Text segment.
-*-*-

Research Project: Breeding, Genomics, and Integrated Pest Management to Enhance Sustainability of U.S. Hop Production and Competitiveness in Global Markets

Location: Forage Seed and Cereal Research Unit

Title: HopBox: An image analysis pipeline to characterize hop cone morphology

Author
item Altendorf, Kayla
item Heineck, Garett
item WAKHOLI, COLLINS - Oak Ridge Institute For Science And Education (ORISE)
item Tawril, Anna
item RAJA, PRANAV - University Of California, Davis
item Rippner, Devin

Submitted to: The Plant Phenome Journal
Publication Type: Peer Reviewed Journal
Publication Acceptance Date: 7/17/2023
Publication Date: 8/22/2023
Citation: Altendorf, K.R., Heineck, G.C., Wakholi, C., Tawril, A., Raja, P., Rippner, D.A. 2023. HopBox: An image analysis pipeline to characterize hop cone morphology. The Plant Phenome Journal. 6(1). Article e20080. https://doi.org/10.1002/ppj2.20080.
DOI: https://doi.org/10.1002/ppj2.20080

Interpretive Summary: Hop cones are the female flowers from hop plants that serve as the primary bittering agent for brewing beer. In hop breeding and research programs, it is customary to evaluate hop cone morphological traits, such as shape, size, density, and color, because these characteristics can influence picking and drying ability, and can be indicative of quality as various biotic and abiotic stresses can cause discoloration and stunting. Collecting this data is tedious, however, as hop plants produce thousands of cones and the variation within a plant can be extensive. To automate this process and increase consistency across research studies, we developed an easily constructed light box and camera system along with a publicly available image analysis pipeline which we call the HopBox, that can quantify hop cone length, area, width, perimeter, openness, weight, color, and density. To test the HopBox, we imaged 500 cones each from fifteen experimental lines. We were able to detect significant differences between hop lines for selection purposes. Using subsampling from the full dataset, we determined that only 5-10 cones were needed from each experimental line to represent the variation within the entire sample of 500 cones. The HopBox has broad utility for hop breeding and hop research programs.

-*-*-

Listed records.

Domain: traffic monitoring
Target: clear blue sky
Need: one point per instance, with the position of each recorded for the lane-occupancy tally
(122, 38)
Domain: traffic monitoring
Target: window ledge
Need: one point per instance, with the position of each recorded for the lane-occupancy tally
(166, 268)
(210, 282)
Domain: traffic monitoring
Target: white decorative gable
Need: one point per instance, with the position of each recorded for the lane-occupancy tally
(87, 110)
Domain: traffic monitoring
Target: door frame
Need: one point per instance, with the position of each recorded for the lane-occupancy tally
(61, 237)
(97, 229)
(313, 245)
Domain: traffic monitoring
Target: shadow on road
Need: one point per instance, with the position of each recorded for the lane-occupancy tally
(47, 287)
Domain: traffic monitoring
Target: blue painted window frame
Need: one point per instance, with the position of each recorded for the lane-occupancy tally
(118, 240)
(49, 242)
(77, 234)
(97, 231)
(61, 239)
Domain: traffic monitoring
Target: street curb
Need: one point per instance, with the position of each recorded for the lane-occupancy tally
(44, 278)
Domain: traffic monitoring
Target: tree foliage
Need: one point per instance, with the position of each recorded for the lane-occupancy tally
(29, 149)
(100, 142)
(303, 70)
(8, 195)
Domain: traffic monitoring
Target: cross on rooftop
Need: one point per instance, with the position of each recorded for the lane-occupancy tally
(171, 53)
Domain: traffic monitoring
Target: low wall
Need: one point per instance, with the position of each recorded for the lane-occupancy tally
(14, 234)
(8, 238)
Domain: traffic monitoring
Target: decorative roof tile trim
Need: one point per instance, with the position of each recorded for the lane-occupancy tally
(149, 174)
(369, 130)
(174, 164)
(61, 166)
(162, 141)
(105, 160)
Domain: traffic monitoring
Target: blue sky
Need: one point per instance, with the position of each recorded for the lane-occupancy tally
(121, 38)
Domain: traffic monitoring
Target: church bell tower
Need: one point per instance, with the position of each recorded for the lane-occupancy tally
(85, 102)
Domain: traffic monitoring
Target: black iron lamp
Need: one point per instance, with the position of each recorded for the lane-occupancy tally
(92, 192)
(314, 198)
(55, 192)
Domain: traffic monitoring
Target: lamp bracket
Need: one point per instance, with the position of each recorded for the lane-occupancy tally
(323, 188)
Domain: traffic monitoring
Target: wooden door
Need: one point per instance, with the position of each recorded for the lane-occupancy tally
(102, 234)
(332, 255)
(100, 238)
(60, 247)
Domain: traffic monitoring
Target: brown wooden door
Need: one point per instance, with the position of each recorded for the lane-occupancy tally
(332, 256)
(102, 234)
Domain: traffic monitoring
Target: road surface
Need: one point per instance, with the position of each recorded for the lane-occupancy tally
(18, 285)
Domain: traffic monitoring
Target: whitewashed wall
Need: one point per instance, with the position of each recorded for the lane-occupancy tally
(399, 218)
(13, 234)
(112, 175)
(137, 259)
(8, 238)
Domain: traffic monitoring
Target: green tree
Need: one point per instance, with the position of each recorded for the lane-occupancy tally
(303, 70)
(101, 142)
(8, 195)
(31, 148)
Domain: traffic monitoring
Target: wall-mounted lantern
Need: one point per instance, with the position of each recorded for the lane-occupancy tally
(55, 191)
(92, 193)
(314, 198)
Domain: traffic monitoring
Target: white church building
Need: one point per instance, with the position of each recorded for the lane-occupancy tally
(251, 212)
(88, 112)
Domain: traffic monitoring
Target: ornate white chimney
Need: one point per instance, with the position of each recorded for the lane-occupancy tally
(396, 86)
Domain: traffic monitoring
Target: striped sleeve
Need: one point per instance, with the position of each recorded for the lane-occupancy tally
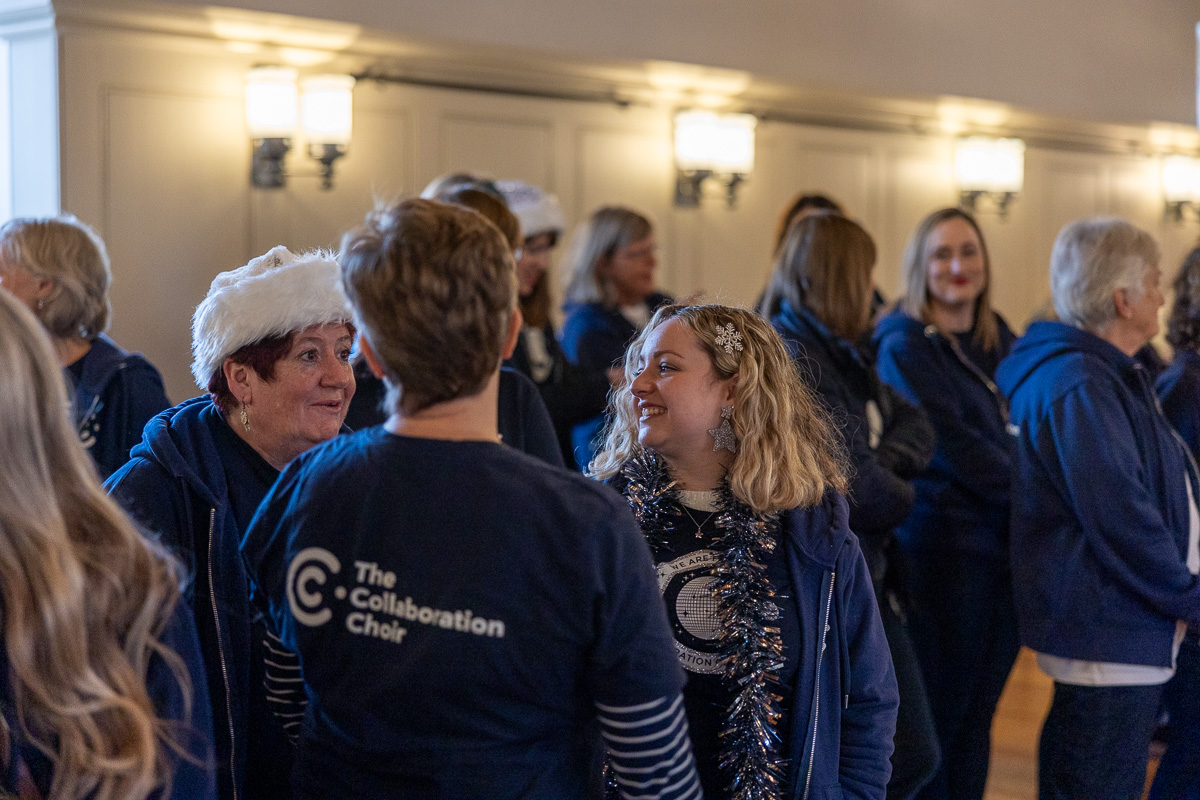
(285, 686)
(649, 752)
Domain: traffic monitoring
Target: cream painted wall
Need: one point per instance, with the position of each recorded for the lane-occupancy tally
(1114, 60)
(154, 154)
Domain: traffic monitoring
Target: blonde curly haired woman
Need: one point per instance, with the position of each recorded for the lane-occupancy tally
(736, 477)
(96, 687)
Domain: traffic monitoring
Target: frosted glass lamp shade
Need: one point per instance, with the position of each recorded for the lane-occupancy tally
(271, 102)
(1181, 179)
(327, 106)
(983, 164)
(718, 143)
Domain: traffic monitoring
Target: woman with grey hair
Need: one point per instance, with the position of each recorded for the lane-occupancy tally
(1104, 524)
(610, 298)
(59, 269)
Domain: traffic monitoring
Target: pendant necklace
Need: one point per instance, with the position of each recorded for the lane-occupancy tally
(700, 525)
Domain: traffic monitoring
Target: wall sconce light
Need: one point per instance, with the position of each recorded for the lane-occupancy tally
(1181, 186)
(271, 103)
(274, 110)
(327, 115)
(708, 144)
(993, 168)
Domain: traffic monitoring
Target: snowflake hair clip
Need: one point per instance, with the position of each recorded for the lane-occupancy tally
(729, 338)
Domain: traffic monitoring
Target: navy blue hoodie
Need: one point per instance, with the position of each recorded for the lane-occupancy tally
(177, 483)
(963, 498)
(881, 491)
(1099, 527)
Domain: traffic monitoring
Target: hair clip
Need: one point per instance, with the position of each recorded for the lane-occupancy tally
(729, 338)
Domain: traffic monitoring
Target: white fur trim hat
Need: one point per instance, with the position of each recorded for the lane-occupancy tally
(275, 294)
(538, 211)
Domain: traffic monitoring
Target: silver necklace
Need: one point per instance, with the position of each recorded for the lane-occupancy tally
(700, 525)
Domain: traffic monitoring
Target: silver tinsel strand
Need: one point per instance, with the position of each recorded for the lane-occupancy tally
(754, 649)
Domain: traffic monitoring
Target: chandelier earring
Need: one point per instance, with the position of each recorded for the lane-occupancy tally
(723, 434)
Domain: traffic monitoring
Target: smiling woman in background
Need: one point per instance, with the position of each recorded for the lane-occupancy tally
(610, 298)
(271, 346)
(59, 269)
(736, 475)
(940, 349)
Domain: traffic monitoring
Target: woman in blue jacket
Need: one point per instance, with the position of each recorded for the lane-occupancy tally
(102, 692)
(271, 344)
(823, 280)
(940, 349)
(1104, 533)
(736, 476)
(1179, 390)
(59, 269)
(610, 298)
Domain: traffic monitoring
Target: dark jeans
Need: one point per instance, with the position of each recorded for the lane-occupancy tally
(964, 629)
(1096, 743)
(1179, 773)
(916, 755)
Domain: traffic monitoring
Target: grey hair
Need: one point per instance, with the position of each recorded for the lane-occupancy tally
(609, 229)
(72, 257)
(1093, 258)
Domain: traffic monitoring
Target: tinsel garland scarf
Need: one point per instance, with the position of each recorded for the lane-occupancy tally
(753, 648)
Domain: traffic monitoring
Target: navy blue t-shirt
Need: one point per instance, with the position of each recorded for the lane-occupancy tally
(459, 608)
(688, 557)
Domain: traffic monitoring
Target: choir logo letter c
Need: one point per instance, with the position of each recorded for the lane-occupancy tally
(310, 565)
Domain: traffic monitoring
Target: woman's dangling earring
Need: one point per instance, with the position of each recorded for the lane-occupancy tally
(723, 435)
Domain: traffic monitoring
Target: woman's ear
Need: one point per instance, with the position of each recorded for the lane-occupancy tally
(731, 390)
(1121, 300)
(238, 377)
(515, 324)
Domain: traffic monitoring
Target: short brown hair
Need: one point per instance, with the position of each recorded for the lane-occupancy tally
(261, 356)
(1183, 324)
(433, 289)
(486, 205)
(825, 264)
(799, 204)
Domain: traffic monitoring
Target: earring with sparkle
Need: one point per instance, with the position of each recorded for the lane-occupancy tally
(723, 435)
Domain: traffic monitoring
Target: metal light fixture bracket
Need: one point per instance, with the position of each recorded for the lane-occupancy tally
(969, 200)
(267, 162)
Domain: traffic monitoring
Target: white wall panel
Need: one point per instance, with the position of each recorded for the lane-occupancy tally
(155, 154)
(172, 223)
(504, 148)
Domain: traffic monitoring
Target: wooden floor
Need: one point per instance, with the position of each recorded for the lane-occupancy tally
(1015, 729)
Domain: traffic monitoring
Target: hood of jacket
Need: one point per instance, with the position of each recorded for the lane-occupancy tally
(1045, 342)
(180, 440)
(898, 323)
(821, 531)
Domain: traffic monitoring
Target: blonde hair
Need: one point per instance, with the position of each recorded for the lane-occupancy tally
(915, 277)
(72, 256)
(433, 289)
(84, 595)
(825, 264)
(789, 451)
(606, 232)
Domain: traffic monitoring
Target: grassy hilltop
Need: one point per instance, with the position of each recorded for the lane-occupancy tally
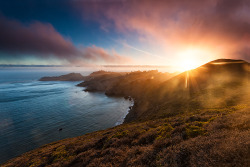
(197, 118)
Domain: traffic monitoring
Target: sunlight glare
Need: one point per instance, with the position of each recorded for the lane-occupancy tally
(190, 59)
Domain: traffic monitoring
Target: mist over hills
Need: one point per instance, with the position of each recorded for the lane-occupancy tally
(197, 118)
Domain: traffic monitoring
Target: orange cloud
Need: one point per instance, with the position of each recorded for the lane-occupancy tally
(221, 26)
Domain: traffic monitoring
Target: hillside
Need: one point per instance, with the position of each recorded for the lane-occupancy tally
(197, 118)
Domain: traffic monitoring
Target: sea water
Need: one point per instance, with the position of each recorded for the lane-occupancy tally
(32, 111)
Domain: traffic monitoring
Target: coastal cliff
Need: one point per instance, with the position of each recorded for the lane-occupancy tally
(197, 118)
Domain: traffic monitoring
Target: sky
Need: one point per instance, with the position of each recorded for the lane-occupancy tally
(114, 32)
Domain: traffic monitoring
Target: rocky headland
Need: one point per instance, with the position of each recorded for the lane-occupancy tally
(197, 118)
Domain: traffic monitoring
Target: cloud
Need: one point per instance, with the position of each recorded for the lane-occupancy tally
(222, 26)
(43, 41)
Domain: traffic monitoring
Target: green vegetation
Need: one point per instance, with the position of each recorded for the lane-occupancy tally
(206, 124)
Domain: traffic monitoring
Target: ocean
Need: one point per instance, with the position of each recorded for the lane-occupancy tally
(32, 111)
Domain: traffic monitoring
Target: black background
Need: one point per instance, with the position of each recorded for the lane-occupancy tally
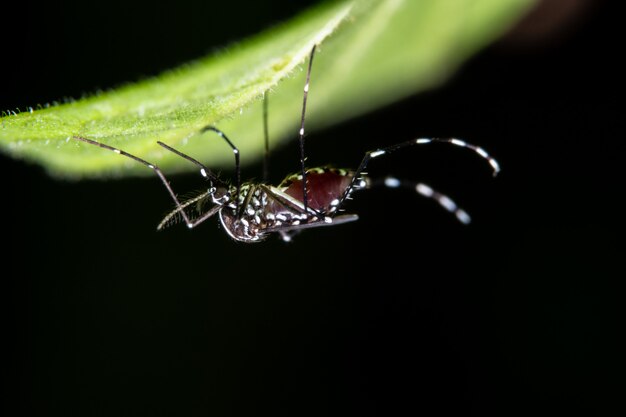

-*-*-

Exercise tasks.
A – According to the hop cone research summary, how many cones were imaged from each of the fifteen experimental lines to test the HopBox?
B – Continue the hop cone research summary from its last sentence.
The lines have nothing to do with the text.

Your written answers.
A – 500 cones were imaged from each line.

B –
Technical Abstract: Hop cone morphology can influence picking and drying ability, and color can impact consumer preference and may be indicative of quality. However, these characteristics are not generally evaluated in hop breeding programs due to the tedious nature of trait quantification and the extensive variation among cones within a genotype. We developed the HopBox, which is a simply constructed light box with a camera mount, and a publicly available image processing pipeline that identifies hop cones within color-corrected images, reads a QR code within the image, and outputs data on hop cone length, width, area, perimeter, openness, weight, color, and density. The trained model was applied to images of 500 cones each from fifteen replicated advanced hop genotypes from the USDA-ARS breeding program in Prosser, WA. Analysis of variance revealed significant (P < 0.001) differences between genotypes for all traits measured, enabling breeders to discriminate between genotypes for selection purposes. Broad sense heritability for all traits ranged from 0.23-0.59. A random sampling of hop cones from the complete dataset revealed that imaging only 5-10 cones adequately captured genotypic variation and provided acceptable rank correlations (rs > 0.75), however increasing the sample size to 30 provided optimal precision. Instructions for constructing a HopBox and the code for the analysis pipeline are publicly available online and have wide applicability for hop breeding and research.